**WHAT IS NEEDED:** Revise the listing below by changing every "Shelf audit" to "Inventory check" and leaving everything else as it is.

* Start AVAILABLE RECORDS *

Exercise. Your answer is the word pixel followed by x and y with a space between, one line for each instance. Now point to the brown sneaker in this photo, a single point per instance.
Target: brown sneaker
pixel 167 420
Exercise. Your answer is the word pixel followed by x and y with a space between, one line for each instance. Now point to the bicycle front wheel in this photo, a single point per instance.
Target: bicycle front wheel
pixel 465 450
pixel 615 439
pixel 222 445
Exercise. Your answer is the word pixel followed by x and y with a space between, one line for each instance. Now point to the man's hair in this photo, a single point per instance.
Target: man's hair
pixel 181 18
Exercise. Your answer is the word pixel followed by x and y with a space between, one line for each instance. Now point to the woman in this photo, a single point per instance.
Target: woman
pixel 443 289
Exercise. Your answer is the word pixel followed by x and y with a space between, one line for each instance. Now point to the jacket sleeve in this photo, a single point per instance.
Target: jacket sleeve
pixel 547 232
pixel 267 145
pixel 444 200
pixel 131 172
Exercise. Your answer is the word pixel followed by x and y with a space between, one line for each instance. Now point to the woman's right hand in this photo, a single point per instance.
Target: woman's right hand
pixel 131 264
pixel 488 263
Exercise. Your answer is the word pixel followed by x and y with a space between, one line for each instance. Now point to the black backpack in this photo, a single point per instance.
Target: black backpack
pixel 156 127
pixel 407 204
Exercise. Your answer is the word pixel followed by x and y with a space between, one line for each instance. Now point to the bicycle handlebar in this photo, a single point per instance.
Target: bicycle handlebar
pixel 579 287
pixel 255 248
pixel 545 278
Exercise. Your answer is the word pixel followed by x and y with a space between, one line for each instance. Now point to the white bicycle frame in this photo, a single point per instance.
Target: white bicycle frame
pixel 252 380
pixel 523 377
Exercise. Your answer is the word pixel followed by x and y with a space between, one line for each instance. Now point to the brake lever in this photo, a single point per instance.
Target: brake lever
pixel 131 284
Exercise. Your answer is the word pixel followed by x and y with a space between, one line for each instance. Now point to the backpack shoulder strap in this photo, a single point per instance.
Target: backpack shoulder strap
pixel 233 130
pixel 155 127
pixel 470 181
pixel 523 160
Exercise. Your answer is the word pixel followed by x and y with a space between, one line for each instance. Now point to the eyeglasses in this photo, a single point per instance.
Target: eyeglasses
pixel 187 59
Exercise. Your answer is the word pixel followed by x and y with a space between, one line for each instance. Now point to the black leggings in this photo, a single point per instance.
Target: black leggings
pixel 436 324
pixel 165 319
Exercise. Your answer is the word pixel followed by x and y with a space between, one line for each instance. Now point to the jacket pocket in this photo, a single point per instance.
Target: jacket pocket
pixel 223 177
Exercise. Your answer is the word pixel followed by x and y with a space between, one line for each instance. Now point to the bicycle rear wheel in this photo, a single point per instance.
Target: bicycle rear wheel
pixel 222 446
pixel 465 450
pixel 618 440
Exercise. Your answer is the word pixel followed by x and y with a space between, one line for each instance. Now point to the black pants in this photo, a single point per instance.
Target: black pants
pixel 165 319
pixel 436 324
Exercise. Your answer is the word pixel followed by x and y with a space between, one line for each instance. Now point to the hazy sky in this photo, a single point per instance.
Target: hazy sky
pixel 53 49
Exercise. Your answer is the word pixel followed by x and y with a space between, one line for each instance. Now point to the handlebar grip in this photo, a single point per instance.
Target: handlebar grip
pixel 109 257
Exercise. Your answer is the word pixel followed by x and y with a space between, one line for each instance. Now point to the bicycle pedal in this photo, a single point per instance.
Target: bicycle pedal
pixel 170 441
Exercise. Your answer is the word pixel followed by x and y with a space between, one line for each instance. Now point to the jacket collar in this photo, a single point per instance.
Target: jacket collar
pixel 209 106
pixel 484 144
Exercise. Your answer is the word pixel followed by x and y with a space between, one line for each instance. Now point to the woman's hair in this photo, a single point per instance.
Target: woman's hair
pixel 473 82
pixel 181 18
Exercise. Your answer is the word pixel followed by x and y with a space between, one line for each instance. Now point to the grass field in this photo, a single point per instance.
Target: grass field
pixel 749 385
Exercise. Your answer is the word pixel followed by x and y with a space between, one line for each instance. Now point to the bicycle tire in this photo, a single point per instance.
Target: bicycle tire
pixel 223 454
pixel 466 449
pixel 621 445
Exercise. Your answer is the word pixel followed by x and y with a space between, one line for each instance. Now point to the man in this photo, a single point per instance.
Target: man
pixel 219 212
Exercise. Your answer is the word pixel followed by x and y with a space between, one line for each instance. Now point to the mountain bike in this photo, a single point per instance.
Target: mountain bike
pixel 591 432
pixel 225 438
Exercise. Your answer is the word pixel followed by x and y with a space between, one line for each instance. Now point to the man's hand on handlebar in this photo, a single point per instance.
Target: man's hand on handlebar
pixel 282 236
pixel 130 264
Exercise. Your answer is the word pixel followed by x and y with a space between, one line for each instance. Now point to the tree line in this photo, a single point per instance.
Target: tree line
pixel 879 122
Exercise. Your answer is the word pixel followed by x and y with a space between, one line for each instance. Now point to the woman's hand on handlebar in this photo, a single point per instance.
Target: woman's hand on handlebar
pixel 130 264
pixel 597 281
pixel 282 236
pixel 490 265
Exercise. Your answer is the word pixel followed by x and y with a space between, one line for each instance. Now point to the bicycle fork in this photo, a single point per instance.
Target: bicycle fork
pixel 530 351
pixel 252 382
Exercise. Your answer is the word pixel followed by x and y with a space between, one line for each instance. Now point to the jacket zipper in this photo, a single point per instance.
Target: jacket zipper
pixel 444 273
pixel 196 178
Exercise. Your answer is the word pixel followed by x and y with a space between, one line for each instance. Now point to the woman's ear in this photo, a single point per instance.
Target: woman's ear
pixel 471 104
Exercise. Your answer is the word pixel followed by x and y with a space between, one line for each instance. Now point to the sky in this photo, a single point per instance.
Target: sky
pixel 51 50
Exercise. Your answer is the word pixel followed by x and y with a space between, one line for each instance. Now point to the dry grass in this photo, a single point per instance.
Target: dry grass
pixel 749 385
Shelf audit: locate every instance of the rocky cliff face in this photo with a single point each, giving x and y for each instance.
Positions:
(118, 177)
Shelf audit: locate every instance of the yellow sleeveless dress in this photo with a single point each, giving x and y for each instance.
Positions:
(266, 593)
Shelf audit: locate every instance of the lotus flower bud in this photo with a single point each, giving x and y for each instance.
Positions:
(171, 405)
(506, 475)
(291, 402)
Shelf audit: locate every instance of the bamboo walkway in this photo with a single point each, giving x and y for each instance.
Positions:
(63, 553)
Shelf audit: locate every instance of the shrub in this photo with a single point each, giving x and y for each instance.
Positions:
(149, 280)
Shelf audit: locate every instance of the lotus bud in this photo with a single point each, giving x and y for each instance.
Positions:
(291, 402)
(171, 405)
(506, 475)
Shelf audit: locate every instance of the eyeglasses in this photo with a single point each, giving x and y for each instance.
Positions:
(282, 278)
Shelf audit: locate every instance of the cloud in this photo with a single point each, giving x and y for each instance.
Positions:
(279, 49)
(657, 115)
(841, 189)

* End AVAILABLE RECORDS *

**RESULT OF THE EXERCISE:**
Exercise. Your answer is the word pixel followed by x and y with a space between, one line for each instance. Now point to the brown sneaker in this photo, a single point per instance.
Target: brown sneaker
pixel 167 420
Exercise. Your answer is the word pixel followed by x and y with a space between, one line for each instance. Now point to the bicycle front wheel in this photo, a single point per instance.
Target: bicycle front wheel
pixel 465 450
pixel 615 439
pixel 222 445
Exercise. Your answer is the word pixel followed by x and y with a space between, one line for each instance. Now point to the man's hair in this photo, a single point per instance.
Target: man's hair
pixel 181 18
Exercise. Your answer is the word pixel followed by x and y with a space between, one line for each instance. Now point to the woman in this photo, a single point per instance.
Target: woman
pixel 443 289
Exercise. Your answer is the word pixel followed by x and y with a space between, one line for each instance. Now point to the jacket sleeve in this photo, a single point per instance.
Target: jacket sleeve
pixel 547 232
pixel 267 145
pixel 444 200
pixel 131 172
Exercise. Your answer is the word pixel followed by x and y with a space between, one line for each instance. Now point to the woman's right hand in this photo, a single point per instance.
Target: woman's right hand
pixel 131 264
pixel 488 263
Exercise. Your answer is the word pixel followed by x and y with a space between, one line for each instance. Now point to the black backpack in this photo, a single point per instance.
Target: black backpack
pixel 156 127
pixel 407 204
Exercise. Your answer is the word pixel followed by x and y with a space between, one line for each instance. Now point to the bicycle handlebar in this photo, a single point per instance.
Target: bicycle handlebar
pixel 579 287
pixel 255 248
pixel 545 278
Exercise. Your answer is the word pixel followed by x and y with a space between, one line for each instance. Now point to the white bicycle frame in this photo, a single point per instance.
Target: white bicycle frame
pixel 252 380
pixel 523 377
Exercise. Your answer is the word pixel followed by x and y with a space between, one line for each instance. Now point to the brake lever in this photo, a single point per instance.
Target: brake lever
pixel 131 284
Exercise. Your answer is the word pixel followed by x and y with a space between, one line for each instance. Now point to the backpack shoulder strap in this photo, a single point per instance.
Target: backpack shoulder strap
pixel 233 130
pixel 155 127
pixel 470 181
pixel 523 160
Exercise. Your answer is the word pixel followed by x and y with a space between, one line for each instance. Now point to the eyeglasses in this photo, a single point per instance.
Target: eyeglasses
pixel 187 59
Exercise. Your answer is the word pixel followed by x and y with a space between, one line for each instance. Now point to the black leggings in this photo, a single point per instance.
Target: black leggings
pixel 436 324
pixel 165 319
Exercise. Your answer is the word pixel followed by x and y with a space between, one line for each instance. Now point to the jacket pocket in this photo, a single point per instance.
Target: jacket pocket
pixel 223 177
Exercise. Your answer is the word pixel followed by x and y with a space between, one line for each instance. Now point to the bicycle rear wheel in this photo, a single point per instance.
Target: bicycle rear wheel
pixel 222 446
pixel 465 450
pixel 618 440
Exercise. Your answer is the word pixel followed by x and y with a space between, one line for each instance. Now point to the black pants in this photo, a single point per instance.
Target: black pants
pixel 165 319
pixel 436 324
Exercise. Your answer is the word pixel followed by x and y with a space between, one line for each instance. Now point to the hazy sky in this photo, a single point per instance.
Target: hazy sky
pixel 53 49
Exercise. Your answer is the word pixel followed by x and y with a space between, one line for each instance. Now point to the handlebar grip in this photo, a single point per instance.
Target: handlebar grip
pixel 109 257
Exercise. Your answer is the word pixel followed by x and y with a space between, one line for each instance. Now point to the bicycle pedal in this photo, a single point per instance.
Target: bicycle pedal
pixel 170 441
Exercise. Your answer is the word pixel followed by x and y with a space between, one line for each instance. Now point to the jacket collar in this photo, a single point per instance.
Target: jacket collar
pixel 209 106
pixel 484 144
Exercise. Your answer is the word pixel followed by x and y with a space between, one line for each instance. Now point to the woman's hair in this photo, a single point per instance.
Target: woman's hair
pixel 473 82
pixel 181 18
Exercise. Your answer is the word pixel followed by x and y with a space between, one line for each instance. Now point to the grass field in this photo, a single point per instance.
Target: grass field
pixel 749 385
Exercise. Your answer is the word pixel followed by x and y with a space between, one line for each instance. Now point to the bicycle tire in this photo, a single point per instance.
Target: bicycle tire
pixel 223 454
pixel 466 449
pixel 621 445
Exercise. Your answer is the word pixel followed by x and y with a space between, one line for each instance. Now point to the man in this photo, a single point per instance.
Target: man
pixel 219 212
Exercise. Your answer is the word pixel followed by x and y with a space between, one line for each instance. Now point to the mountain bike in this photo, a single point per instance.
Target: mountain bike
pixel 591 432
pixel 225 438
Exercise. Your answer is the word pixel followed by x and y with a space between, one line for each instance. Now point to the man's hand on handlebar in this photo, a single point per instance.
Target: man's hand on handlebar
pixel 282 236
pixel 130 264
Exercise. Your answer is the word pixel followed by x and y with a space between, one line for each instance. Now point to the tree line in this photo, a single point per instance.
Target: tree line
pixel 879 122
Exercise. Your answer is the word pixel followed by x and y with a space between, one line for each instance. Now point to the woman's hand on handlebar in this photo, a single point per instance.
Target: woman's hand on handlebar
pixel 130 264
pixel 597 281
pixel 282 236
pixel 490 265
Exercise. Your answer is the word pixel followed by x and y with a space between, one line for each instance. Now point to the bicycle fork in this photo, a single point per instance.
Target: bicycle fork
pixel 530 351
pixel 252 382
Exercise. Your answer is the word pixel followed by x and y with a space between, one line for each instance. Now point to the jacket zipper in this photo, a single point per instance.
Target: jacket zipper
pixel 444 273
pixel 196 178
Exercise. Your answer is the word pixel followed by x and y with a space between, one line for each instance. Now point to the woman's ear in this photo, a single point per instance.
Target: woman's ear
pixel 471 104
Exercise. Your answer is the word pixel followed by x and y with a space between, one line for each instance. Now point to the sky in this photo, a single point per instance.
Target: sky
pixel 51 50
Exercise. Your answer is the word pixel followed by x and y with a space between, one line for each instance. Now point to the dry grass in this photo, a single point per instance.
Target: dry grass
pixel 749 385
Inventory check: locate every instance of the rocky cliff face in this photo with a single point each, giving x and y for each instance.
Positions:
(118, 177)
Inventory check: locate every instance of the yellow sleeveless dress in this photo with a single point each, giving x and y for each instance.
Positions:
(266, 593)
Inventory check: locate every instance of the lotus flower bud in this photo with a single point each, giving x and y for each instance.
Positions:
(171, 405)
(506, 475)
(291, 402)
Inventory check: locate every instance of the bamboo walkway in this photo with a single point each, giving x and y for each instance.
Positions:
(63, 553)
Inventory check: locate every instance of the shrub in this photo with a single point each, giving x and y for each instance.
Positions:
(149, 280)
Inventory check: locate every instance of the lotus bud in this photo with a single point each, giving x and y for each instance.
Positions:
(291, 402)
(171, 405)
(506, 475)
Inventory check: locate every instance of the eyeglasses in this photo with a single point each, giving x and y for each instance.
Positions:
(282, 278)
Inventory check: locate every instance of the cloud in this photo with a single point each, giving x and y for each instance.
Positions:
(279, 49)
(657, 115)
(841, 189)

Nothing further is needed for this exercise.